_Material for this task_
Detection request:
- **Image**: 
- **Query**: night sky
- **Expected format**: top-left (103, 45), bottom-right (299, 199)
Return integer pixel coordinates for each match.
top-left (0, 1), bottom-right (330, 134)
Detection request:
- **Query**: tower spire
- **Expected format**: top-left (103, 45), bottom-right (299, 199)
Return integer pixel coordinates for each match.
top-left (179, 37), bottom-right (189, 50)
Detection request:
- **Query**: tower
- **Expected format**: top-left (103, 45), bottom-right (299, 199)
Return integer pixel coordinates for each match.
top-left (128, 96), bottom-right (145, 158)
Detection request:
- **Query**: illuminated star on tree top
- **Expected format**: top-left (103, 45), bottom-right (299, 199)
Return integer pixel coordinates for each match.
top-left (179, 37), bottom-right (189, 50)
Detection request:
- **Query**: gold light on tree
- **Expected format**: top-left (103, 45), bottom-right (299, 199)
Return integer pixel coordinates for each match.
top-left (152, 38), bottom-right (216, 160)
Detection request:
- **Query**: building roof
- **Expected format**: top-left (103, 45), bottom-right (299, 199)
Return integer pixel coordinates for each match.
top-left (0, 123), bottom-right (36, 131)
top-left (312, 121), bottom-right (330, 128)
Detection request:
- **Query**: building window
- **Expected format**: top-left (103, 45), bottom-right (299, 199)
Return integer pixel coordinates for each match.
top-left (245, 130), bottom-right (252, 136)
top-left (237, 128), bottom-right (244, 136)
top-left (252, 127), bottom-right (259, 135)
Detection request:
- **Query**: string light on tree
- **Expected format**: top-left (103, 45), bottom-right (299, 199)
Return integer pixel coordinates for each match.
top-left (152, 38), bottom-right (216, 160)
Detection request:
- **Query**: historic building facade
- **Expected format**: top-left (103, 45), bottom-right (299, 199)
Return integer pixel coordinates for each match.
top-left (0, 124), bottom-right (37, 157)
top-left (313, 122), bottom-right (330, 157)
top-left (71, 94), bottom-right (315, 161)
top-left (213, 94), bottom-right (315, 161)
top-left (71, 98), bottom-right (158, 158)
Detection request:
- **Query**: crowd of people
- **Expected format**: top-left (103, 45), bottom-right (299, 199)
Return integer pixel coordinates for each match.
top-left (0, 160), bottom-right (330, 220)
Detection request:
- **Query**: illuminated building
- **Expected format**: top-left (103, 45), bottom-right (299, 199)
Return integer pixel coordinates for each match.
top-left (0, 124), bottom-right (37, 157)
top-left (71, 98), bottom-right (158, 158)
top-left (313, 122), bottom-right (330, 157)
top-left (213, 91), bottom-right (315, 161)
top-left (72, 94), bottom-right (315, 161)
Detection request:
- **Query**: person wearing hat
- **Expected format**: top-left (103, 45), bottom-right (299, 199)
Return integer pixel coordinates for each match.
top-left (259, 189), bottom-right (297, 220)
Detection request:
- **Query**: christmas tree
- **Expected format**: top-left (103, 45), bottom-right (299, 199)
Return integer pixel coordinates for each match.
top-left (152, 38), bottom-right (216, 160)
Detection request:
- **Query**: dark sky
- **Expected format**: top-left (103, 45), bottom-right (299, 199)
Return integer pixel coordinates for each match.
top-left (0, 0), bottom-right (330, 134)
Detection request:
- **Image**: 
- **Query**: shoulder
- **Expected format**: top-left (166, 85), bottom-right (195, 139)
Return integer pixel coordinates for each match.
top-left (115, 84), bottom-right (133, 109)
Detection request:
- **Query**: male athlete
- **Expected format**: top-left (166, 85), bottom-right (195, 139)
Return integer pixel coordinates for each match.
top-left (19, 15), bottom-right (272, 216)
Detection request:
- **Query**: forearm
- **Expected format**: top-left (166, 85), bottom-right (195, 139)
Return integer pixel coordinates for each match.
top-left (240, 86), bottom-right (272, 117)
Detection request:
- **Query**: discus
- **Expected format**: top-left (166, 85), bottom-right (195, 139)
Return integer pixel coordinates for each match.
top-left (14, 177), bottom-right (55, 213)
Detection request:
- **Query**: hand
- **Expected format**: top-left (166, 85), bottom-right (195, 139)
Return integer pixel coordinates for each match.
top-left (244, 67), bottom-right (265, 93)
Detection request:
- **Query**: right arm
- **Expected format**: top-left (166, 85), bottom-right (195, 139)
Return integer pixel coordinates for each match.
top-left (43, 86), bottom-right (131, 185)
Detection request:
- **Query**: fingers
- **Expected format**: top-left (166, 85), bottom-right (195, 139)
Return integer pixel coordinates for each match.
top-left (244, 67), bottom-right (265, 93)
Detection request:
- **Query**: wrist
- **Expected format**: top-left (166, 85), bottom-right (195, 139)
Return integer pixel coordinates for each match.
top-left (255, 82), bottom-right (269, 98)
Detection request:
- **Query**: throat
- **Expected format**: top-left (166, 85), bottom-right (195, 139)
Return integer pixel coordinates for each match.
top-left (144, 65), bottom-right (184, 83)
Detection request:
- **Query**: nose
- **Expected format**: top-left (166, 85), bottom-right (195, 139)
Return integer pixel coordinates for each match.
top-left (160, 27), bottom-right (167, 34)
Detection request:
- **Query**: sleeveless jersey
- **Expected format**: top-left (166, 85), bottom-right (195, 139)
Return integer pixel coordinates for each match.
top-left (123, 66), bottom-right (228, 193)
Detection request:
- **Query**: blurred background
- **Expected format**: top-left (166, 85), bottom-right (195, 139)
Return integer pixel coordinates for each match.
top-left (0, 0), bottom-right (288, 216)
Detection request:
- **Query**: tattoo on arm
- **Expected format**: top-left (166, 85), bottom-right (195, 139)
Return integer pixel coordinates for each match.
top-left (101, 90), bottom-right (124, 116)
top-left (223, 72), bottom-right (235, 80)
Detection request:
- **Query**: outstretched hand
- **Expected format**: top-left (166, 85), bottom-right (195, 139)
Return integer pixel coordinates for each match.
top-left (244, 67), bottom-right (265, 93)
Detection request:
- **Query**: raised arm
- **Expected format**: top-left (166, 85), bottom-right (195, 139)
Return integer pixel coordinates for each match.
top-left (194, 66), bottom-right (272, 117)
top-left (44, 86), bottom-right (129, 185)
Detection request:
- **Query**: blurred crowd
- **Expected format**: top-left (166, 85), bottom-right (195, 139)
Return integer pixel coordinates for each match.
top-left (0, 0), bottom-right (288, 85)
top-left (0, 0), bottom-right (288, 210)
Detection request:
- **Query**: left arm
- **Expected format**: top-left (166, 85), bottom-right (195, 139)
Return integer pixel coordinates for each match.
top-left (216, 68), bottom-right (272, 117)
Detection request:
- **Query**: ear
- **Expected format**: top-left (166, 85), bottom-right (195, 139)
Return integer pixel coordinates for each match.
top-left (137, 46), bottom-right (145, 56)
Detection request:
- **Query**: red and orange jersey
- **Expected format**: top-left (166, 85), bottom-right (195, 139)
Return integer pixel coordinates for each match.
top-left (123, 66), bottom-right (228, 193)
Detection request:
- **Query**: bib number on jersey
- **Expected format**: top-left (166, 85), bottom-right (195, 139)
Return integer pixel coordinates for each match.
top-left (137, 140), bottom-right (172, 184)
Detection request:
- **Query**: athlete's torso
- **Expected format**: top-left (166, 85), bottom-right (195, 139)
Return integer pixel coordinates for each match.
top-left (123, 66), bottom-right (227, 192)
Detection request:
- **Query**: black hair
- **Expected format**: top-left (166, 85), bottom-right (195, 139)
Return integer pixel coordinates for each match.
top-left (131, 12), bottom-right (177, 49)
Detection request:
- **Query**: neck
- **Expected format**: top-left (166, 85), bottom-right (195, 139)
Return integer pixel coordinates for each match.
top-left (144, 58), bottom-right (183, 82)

---

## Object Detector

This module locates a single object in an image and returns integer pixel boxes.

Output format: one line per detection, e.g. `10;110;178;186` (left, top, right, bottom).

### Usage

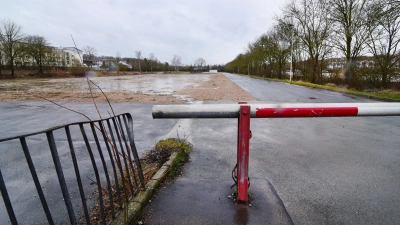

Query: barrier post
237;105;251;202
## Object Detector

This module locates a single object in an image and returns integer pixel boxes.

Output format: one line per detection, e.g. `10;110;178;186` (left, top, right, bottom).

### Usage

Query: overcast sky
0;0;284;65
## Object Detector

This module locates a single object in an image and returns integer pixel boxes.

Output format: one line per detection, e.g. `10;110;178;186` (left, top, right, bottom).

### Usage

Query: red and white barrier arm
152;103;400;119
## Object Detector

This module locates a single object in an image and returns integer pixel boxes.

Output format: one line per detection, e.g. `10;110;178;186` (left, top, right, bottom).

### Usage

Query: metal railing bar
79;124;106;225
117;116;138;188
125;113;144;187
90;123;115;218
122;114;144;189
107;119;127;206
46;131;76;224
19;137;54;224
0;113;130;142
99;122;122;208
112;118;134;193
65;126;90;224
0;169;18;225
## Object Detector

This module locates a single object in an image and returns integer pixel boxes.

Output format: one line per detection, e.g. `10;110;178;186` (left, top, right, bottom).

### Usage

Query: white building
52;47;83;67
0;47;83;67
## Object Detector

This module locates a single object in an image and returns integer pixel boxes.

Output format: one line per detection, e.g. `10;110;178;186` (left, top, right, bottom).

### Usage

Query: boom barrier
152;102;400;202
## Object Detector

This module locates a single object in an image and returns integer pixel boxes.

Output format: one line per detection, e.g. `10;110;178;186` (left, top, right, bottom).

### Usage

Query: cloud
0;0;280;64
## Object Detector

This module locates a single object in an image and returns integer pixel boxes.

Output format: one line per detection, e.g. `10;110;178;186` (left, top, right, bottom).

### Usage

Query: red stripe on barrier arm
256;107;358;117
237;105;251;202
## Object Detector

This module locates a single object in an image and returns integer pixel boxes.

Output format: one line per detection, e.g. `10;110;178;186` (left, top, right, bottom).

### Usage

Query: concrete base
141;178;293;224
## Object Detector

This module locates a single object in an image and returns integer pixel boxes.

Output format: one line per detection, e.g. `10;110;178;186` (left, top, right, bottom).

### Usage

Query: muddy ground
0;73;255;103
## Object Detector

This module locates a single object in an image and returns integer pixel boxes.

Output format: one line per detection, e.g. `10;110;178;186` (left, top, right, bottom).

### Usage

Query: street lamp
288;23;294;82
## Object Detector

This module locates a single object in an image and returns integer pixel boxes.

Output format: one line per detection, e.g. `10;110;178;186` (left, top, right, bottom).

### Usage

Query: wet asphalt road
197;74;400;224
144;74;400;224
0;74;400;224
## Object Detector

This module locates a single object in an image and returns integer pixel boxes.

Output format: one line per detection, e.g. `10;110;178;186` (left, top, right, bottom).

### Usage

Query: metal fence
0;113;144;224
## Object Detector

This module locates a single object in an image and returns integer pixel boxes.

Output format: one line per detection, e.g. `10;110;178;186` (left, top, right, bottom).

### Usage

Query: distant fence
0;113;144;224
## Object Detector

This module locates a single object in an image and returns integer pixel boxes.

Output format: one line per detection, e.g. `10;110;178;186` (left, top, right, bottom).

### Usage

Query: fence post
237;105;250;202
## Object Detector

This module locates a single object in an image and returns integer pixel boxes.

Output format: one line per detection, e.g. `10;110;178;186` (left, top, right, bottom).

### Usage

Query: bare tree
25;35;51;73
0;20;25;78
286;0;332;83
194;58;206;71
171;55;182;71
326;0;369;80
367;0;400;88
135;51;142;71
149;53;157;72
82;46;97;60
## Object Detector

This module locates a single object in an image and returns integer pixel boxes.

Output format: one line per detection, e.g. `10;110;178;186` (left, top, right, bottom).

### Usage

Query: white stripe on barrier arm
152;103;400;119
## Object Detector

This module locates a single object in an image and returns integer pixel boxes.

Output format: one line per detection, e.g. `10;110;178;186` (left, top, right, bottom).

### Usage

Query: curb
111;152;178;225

_Task goal_
Pull out every line from the items above that contains the string "metal". Matches are case-sensitive.

_Completed exercise_
Query: metal railing bar
Query: metal fence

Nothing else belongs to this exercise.